» **About this task**
Please give the data again in full, exactly as it reads.

» **Input data**
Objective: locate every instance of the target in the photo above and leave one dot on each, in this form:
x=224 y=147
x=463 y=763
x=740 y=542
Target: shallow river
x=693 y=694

» **Result for this task**
Objective: locate every instance of the target in the photo above and leave one dot on each, in this form:
x=224 y=147
x=463 y=763
x=740 y=542
Target: shallow river
x=693 y=694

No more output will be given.